___ Records supplied

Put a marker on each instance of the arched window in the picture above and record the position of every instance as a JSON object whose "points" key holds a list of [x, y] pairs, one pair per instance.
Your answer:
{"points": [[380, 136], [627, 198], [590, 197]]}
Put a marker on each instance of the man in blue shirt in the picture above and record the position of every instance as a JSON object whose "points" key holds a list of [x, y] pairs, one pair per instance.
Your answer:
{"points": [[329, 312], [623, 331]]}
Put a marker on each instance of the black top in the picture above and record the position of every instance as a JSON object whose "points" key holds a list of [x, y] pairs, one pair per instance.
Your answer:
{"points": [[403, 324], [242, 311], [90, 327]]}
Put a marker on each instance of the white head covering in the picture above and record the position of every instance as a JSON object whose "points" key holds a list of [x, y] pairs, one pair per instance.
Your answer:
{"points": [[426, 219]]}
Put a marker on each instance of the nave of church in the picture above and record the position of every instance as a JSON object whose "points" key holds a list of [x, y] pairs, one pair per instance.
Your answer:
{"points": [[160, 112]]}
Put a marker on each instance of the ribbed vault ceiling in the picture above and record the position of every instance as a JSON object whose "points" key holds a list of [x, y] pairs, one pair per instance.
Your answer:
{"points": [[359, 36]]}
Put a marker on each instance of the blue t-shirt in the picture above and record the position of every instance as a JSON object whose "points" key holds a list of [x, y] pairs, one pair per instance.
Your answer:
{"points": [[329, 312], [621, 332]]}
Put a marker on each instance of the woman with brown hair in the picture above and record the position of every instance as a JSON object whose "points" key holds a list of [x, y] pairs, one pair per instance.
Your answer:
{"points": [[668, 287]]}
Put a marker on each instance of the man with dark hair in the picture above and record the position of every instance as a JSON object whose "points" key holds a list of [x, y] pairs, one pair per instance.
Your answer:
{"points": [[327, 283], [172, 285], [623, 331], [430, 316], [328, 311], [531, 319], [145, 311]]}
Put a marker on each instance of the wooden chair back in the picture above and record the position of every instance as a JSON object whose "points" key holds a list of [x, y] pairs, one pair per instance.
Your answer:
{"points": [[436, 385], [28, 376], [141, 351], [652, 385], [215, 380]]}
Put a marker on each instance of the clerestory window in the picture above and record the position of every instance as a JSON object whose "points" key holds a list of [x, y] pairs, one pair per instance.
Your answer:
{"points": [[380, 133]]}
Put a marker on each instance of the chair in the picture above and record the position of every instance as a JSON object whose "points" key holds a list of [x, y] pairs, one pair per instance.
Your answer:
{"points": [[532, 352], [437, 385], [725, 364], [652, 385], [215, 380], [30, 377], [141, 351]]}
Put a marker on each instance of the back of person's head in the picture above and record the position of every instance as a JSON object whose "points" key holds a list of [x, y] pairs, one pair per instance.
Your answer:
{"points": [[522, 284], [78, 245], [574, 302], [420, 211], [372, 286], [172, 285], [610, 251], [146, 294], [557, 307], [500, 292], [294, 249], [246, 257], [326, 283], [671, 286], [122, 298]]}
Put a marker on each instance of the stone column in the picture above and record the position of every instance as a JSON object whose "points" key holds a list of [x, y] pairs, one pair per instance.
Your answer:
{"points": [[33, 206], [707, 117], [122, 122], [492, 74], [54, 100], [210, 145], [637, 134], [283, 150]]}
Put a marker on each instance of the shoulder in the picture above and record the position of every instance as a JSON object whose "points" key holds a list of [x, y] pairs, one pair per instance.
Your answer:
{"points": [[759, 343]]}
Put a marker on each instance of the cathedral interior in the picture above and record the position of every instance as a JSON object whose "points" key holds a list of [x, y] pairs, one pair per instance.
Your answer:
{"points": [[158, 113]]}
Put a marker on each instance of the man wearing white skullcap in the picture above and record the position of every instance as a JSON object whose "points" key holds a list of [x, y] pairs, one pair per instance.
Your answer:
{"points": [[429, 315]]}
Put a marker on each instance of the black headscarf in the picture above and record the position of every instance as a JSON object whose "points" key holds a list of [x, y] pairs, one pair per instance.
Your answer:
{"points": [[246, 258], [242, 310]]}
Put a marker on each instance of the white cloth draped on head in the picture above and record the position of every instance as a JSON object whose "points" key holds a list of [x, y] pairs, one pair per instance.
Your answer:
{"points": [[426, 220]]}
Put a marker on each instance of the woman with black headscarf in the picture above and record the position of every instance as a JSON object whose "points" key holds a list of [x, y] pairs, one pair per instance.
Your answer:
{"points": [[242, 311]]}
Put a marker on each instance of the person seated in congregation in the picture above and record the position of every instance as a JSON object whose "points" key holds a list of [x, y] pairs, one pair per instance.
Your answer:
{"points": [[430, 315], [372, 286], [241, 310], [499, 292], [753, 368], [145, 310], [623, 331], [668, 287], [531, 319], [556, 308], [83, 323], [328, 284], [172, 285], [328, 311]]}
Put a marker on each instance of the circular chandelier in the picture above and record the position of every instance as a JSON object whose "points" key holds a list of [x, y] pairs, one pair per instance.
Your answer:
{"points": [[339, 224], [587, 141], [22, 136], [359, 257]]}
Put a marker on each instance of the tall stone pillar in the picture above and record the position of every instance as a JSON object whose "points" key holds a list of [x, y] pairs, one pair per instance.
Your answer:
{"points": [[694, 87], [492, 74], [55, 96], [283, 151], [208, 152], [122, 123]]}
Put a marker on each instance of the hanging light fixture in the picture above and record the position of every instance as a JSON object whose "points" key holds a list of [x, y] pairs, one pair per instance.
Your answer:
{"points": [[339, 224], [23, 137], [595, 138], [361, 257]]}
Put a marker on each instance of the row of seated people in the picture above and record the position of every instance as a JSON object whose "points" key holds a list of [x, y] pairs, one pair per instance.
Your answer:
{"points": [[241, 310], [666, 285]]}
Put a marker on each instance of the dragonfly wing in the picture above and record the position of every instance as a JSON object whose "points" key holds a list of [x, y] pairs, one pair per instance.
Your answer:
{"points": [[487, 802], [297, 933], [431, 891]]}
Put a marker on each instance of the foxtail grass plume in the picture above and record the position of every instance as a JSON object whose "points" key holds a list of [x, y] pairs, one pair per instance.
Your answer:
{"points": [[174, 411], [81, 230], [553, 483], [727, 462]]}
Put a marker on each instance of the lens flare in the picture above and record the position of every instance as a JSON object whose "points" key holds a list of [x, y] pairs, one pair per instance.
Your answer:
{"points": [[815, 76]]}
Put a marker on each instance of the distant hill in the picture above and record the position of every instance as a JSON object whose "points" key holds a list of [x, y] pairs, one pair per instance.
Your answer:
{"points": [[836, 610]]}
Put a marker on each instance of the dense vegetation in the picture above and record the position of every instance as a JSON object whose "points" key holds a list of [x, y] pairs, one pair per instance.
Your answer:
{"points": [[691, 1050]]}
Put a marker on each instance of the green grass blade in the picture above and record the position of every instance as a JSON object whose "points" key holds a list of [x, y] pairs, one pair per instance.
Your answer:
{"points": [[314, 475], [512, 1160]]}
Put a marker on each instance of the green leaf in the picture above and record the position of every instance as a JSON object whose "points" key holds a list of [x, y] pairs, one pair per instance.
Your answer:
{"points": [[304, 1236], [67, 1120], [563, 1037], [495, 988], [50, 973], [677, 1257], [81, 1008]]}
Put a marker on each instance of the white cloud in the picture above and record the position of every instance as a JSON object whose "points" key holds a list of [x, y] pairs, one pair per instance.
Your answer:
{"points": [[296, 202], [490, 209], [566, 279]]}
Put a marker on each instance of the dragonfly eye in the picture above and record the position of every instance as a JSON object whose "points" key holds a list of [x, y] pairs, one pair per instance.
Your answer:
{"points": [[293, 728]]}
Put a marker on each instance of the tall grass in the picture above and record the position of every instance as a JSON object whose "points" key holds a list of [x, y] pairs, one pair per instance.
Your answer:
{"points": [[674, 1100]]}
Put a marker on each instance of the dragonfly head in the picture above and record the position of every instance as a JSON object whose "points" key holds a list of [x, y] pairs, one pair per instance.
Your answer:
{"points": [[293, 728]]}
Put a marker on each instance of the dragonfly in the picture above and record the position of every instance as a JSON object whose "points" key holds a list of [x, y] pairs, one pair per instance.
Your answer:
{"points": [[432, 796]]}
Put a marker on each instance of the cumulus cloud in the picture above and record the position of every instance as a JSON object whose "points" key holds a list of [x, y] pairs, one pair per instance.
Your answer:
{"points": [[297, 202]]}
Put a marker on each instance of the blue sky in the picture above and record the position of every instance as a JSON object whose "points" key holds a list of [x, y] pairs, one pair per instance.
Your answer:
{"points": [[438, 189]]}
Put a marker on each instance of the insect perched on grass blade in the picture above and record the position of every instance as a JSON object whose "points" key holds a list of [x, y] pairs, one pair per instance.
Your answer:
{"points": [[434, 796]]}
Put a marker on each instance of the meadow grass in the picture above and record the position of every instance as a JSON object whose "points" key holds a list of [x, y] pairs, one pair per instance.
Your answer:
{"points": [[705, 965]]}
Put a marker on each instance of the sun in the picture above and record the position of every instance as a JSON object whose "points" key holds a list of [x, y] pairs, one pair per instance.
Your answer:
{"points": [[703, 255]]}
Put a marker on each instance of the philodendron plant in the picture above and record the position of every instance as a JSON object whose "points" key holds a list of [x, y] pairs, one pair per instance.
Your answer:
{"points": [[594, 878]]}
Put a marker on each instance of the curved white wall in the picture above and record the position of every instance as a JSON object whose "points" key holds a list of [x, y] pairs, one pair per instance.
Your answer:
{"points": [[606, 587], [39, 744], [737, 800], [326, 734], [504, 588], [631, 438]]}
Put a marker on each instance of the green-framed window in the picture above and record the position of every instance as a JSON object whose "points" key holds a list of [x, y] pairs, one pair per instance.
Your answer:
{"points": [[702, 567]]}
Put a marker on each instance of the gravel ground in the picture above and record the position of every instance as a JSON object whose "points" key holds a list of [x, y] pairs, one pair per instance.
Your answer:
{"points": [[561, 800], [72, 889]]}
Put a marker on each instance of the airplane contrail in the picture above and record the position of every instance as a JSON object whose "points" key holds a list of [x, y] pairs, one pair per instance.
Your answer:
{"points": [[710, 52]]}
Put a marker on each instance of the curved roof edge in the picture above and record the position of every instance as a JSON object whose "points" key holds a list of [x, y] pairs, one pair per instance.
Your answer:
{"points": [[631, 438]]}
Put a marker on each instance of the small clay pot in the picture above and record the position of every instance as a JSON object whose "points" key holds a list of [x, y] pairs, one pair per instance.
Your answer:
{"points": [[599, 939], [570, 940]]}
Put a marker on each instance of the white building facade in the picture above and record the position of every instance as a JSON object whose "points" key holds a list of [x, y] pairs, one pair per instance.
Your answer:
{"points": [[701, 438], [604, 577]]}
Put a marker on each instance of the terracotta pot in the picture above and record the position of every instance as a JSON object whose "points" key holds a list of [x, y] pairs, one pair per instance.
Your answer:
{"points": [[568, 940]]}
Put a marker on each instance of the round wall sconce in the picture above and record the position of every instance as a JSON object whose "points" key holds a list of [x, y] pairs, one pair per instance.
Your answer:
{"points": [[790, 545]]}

______

> [About this exercise]
Among the entries above, copy exactly only the lines starting with the one containing "Put a marker on each instance of the blue t-shirt" and going through the one containing "Put a marker on each instance of the chair", both ends included.

> [Exercise answer]
Put a marker on each instance of the blue t-shirt in the picture above and record the position of every instance as a JSON object whose "points" key holds a list of [x, y] pairs, one pair per instance.
Your answer:
{"points": [[329, 312], [621, 332]]}
Put a marker on each instance of the woman with brown hair in the picture above and record the position of every instance as a JSON object whose "points" key holds a list of [x, y] pairs, one pair per instance.
Your answer:
{"points": [[668, 287]]}
Put a marker on each instance of the man with dark hair in the picture above and record the position of every instance as a JSON object whose "points" key holds a list of [x, y] pairs, one pair per instance.
Your answer:
{"points": [[327, 283], [172, 285], [623, 331], [430, 316], [328, 311], [531, 319], [145, 311]]}
Put a marker on each instance of the wooden chair back in the picture above and record the position of every instance as a JSON object whose "points" key holds a list of [x, y] pairs, one pair per instance.
Your answer:
{"points": [[436, 385], [28, 376], [141, 351], [652, 385], [215, 380]]}
Put a marker on each instance of the clerestory window in the picture above and record the position of every instance as a JSON object whose "points" key holds a list of [x, y] pairs, one pair per instance.
Your answer:
{"points": [[380, 133]]}
Put a marker on each instance of the chair in the picture above and record the position of every instance as a JSON object whose "points" key holds a list of [x, y] pairs, one pair per instance.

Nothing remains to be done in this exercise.